Exercise description –
What follows are records. Restate all of them word for word.

⟨

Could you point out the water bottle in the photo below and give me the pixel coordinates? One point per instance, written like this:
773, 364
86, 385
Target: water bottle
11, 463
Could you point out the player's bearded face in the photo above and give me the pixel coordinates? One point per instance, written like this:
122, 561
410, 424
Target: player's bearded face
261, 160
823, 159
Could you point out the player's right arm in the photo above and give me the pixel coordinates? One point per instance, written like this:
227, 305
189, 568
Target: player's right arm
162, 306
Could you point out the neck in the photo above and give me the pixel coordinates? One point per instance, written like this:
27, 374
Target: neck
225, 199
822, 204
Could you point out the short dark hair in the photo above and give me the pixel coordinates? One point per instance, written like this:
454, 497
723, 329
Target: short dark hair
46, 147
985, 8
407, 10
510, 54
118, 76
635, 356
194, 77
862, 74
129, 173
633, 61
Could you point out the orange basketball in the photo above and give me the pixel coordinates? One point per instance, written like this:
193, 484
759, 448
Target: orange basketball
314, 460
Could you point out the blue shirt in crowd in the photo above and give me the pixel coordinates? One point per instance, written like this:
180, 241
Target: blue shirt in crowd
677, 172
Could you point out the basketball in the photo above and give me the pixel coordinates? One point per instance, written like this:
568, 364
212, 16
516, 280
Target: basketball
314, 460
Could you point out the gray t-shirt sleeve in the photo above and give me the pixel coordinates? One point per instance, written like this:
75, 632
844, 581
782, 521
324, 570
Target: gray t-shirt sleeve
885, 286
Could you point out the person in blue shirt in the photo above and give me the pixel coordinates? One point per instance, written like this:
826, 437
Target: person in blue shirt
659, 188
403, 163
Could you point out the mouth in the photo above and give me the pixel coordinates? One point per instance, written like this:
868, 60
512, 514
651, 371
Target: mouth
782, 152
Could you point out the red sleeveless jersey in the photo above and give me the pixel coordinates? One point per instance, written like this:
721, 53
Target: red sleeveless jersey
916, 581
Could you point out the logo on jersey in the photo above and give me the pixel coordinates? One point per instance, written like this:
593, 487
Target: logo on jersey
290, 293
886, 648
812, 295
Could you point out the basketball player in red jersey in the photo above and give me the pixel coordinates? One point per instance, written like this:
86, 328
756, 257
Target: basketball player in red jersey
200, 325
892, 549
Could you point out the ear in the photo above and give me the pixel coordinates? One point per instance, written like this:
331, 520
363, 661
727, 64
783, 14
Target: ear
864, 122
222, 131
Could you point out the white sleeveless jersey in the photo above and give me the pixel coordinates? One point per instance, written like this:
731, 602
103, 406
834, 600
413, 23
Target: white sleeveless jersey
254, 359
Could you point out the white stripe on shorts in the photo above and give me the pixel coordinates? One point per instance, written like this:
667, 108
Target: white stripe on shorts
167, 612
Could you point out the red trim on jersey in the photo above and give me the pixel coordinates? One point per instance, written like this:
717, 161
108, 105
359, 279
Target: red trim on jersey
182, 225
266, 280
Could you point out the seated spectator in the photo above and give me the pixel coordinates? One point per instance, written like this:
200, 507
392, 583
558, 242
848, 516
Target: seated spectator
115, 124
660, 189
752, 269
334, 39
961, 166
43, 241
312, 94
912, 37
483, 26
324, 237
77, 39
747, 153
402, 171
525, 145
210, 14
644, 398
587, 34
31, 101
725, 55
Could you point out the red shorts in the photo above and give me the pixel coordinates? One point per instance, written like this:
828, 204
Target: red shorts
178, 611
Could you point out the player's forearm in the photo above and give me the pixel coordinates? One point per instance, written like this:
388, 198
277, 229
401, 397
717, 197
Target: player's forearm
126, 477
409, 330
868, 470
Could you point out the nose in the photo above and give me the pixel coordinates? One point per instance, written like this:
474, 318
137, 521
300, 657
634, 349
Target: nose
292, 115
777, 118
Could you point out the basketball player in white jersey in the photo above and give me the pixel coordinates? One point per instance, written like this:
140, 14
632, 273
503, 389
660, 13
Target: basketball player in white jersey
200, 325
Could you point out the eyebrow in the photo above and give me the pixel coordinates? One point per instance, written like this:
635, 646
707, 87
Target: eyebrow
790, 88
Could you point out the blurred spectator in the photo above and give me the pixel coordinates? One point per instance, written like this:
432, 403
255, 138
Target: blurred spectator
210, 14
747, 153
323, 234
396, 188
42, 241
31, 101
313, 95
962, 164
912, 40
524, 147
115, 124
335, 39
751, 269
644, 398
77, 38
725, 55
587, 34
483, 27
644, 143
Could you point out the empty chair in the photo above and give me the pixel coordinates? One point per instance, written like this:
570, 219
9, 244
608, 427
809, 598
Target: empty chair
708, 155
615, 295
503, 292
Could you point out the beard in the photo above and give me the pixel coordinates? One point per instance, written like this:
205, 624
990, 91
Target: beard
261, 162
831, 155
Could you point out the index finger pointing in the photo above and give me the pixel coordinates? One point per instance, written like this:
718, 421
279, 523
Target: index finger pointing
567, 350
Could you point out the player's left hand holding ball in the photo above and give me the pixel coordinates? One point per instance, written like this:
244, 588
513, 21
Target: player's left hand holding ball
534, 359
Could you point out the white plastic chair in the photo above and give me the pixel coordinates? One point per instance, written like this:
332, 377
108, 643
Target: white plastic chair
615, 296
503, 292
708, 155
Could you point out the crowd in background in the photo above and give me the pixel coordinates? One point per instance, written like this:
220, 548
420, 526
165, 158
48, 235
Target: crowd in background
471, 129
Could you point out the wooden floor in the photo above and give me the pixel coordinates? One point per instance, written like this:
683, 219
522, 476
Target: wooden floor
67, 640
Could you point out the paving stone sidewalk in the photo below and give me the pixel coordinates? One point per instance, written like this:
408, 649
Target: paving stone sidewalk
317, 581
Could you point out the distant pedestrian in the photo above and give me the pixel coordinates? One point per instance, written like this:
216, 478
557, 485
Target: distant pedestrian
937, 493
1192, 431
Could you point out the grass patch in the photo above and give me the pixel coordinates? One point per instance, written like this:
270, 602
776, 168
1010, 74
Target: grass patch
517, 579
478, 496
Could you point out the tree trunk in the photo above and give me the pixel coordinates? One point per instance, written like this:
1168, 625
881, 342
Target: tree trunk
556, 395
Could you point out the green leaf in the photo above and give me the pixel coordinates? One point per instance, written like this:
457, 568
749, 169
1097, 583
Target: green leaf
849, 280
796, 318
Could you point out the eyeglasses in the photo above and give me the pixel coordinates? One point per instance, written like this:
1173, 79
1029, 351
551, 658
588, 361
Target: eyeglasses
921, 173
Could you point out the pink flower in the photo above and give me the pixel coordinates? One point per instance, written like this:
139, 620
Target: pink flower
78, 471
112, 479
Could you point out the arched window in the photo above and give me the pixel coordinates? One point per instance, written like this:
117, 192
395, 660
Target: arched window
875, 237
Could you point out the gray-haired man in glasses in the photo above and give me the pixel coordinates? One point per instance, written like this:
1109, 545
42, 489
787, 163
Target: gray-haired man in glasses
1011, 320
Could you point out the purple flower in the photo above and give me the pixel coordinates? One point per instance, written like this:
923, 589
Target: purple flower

⟩

Task solution –
Could you point out the water bottle in the photo below and give me the pixel coordinates? One point per instance, written like this:
773, 364
86, 385
Target: water bottle
11, 463
Could you point out the player's bearded face in the photo above and give me the pixel coordinates? One point per instance, written like this:
122, 561
410, 424
Target: player's bearded face
261, 160
823, 159
Could you point out the player's right arm in the photo above and give me the pixel coordinates? One point per instance, written like this:
227, 305
189, 568
Target: player's right arm
162, 306
Could you point out the neck in the photo above and give me the pixel coordinates? One point per instance, written like this:
27, 374
Target: neck
225, 199
822, 204
Could you point out the short dark hair in the photo above and give me the pixel coordinates? One point per instance, written like this:
454, 497
723, 329
Target: short dark hair
46, 147
985, 8
407, 10
510, 54
118, 76
635, 356
194, 77
862, 74
129, 173
633, 61
Could you point out the orange basketball in the photo above and give me the pixel coordinates? One point per instance, written like this:
193, 484
759, 448
Target: orange basketball
314, 460
Could you point out the blue shirt in crowd in the photo above and give me the pixel coordinates? One point per instance, written like this:
180, 241
Target: blue shirt in crowd
677, 172
Could you point out the basketball in the photo above and give me the pixel coordinates? One point per instance, written like this:
568, 364
212, 16
516, 280
Target: basketball
314, 460
Could you point out the gray t-shirt sleeve in the photo above and give me the pixel coordinates? One point per instance, written like this:
75, 632
844, 581
782, 521
324, 570
Target: gray t-shirt sleeve
885, 286
Could you point out the person in blue shirt in the photo above and give me the pixel coordinates? One point per instance, written like this:
826, 437
Target: person in blue shirt
659, 188
403, 163
Could you point out the mouth in the photo above and give me the pixel coordinates? One point per instance, written like this:
868, 60
512, 514
651, 371
Target: mouth
782, 152
Could you point out the red sleeveless jersey in the photo above and give me the pixel coordinates? One point per instance, written like this:
721, 53
Target: red sleeveless jersey
916, 581
Could you point out the logo on jersey in the photo above and give me the pixel coordinates? One point per instance, written like this:
593, 487
Target: logo on jersey
290, 293
886, 648
812, 295
Could you point out the basketball player in red jersey in the photo above and give me the pixel coordinates? One point per instance, written like this:
86, 328
756, 257
Target: basketball player in red jersey
200, 325
892, 549
Could you point out the ear in the photo above and give me the pixel coordinates? One point per instance, written like this:
331, 520
363, 661
727, 64
783, 14
Target: ear
864, 122
222, 131
Could you point out the white sleeveless jersey in the photo above and give me the pixel coordinates? One point per instance, written like this:
731, 602
103, 406
834, 600
413, 23
Target: white sleeveless jersey
254, 359
Could you point out the white stripe on shorts in the photo above and give me the pixel coordinates? One point per instance, written like this:
667, 108
Target: white stripe on shorts
167, 612
Could you point out the red trim on jersey in the photo above and give me the pixel coordinates? One point per instance, written like this:
717, 161
108, 105
359, 279
Target: red trim on jersey
182, 225
266, 280
Could you point out the seated spectator in the photo above and give me the pixel coordinates? One point per instance, written like this:
200, 507
392, 583
558, 242
848, 516
Target: seated spectator
115, 124
660, 189
752, 269
334, 39
961, 166
43, 241
312, 94
912, 37
483, 26
324, 237
77, 39
747, 153
402, 171
525, 145
210, 14
644, 398
587, 34
31, 101
725, 55
Could you point out the red shorts in the photo above and give me the pixel coordinates? One point per instance, written like this:
828, 204
Target: red shorts
178, 611
Could you point out the player's forearm in the photo above and give me the pixel coordinates? One point per instance, written like this:
388, 198
277, 229
401, 397
717, 197
Target: player's forearm
126, 477
409, 330
868, 470
Could you point out the nose in the photo above and give me the pixel coordinates? One point per instance, written like this:
474, 318
137, 521
300, 657
634, 349
Target: nose
292, 115
777, 118
Could you point out the basketball player in white jersey in the photo above and give me the pixel coordinates? One point per instance, written like this:
140, 14
632, 273
503, 389
660, 13
Target: basketball player in white jersey
200, 325
Could you point out the eyebrow in the photo above and give me the pixel coordinates? One point per instance, written like this:
635, 646
707, 87
Target: eyebrow
790, 88
Could you point out the blurred spectator in the photo above and give me the pixel coordinates? One point per instance, written like this:
432, 403
255, 138
Target: blurred spectator
210, 14
747, 153
323, 234
396, 188
42, 241
31, 101
313, 95
962, 164
912, 40
524, 147
115, 124
335, 39
751, 269
644, 398
77, 38
725, 55
587, 34
483, 27
644, 143
Could you point out the empty chair in the photo above and give me the pixel coordinates? One point per instance, written like this:
570, 219
9, 244
608, 427
809, 598
Target: empty chair
708, 155
615, 295
503, 292
Could you point out the beard in the photo above and give me the pixel coordinates? One point per instance, written like this:
205, 624
990, 91
Target: beard
261, 162
831, 155
Could you point out the index finger pointing in the photo above and give me the pixel coordinates? One point per instance, written like this:
718, 421
279, 523
Target: index finger pointing
567, 350
Could you point out the player's left hand holding ball in the photo above and give me the pixel coordinates? One point per instance, written like this:
244, 588
513, 21
Target: player's left hand holding ball
534, 359
Could you point out the white plastic chair in the photo above and give me the pixel coordinates? One point per instance, written like this:
332, 377
108, 643
Target: white plastic chair
615, 296
503, 292
708, 155
Could you point out the crowd in background in the photo above and give me the pixel coordinates? One point per instance, written like this:
220, 548
420, 526
165, 158
48, 235
Target: crowd in background
471, 129
Could you point out the wooden floor in the photo above and give me the pixel coordinates? One point per instance, written like this:
683, 219
522, 476
Target: wooden floor
67, 640
Could you point out the paving stone sidewalk in the photo below and give me the pixel coordinates? One point per instance, written like this:
408, 649
Target: paving stone sidewalk
317, 581
Could you point out the distant pedestrian in the photo above and give me the pixel coordinates? One point per instance, written like this:
216, 478
557, 485
Target: distant pedestrian
937, 493
1192, 431
Could you point out the grass patch in the photo above and give me the pixel coordinates? One point per instance, written like this:
270, 602
776, 168
1010, 74
Target: grass patch
517, 579
478, 496
Could you point out the tree trunk in the photo above and give me the pixel coordinates? One point per instance, written like this:
1168, 625
881, 342
Target: tree trunk
556, 395
Could you point out the green leaf in the photo above and give me the pixel coordinates? One point per instance, written like this:
457, 568
749, 169
1097, 583
Target: green leaf
849, 280
796, 318
Could you point out the eyeglasses in the photo above and give me the pixel coordinates? One point per instance, written like this:
1173, 79
1029, 351
551, 658
588, 361
Target: eyeglasses
921, 173
Could you point out the pink flower in the photo above and give me the pixel coordinates? One point per instance, written like this:
139, 620
Target: pink flower
78, 471
112, 479
Could you point out the arched window in the photo above and give me the pixel coordinates? One point per instance, written like this:
117, 192
395, 660
Target: arched window
875, 237
Could you point out the gray-haired man in glasses in the photo above and give me the pixel coordinates? One point per instance, written like this:
1109, 545
42, 489
787, 163
Target: gray-haired man in glasses
1011, 320
Could you point out the purple flower in the photo above and give me the pixel coordinates? One point per instance, written like this:
923, 589
Target: purple flower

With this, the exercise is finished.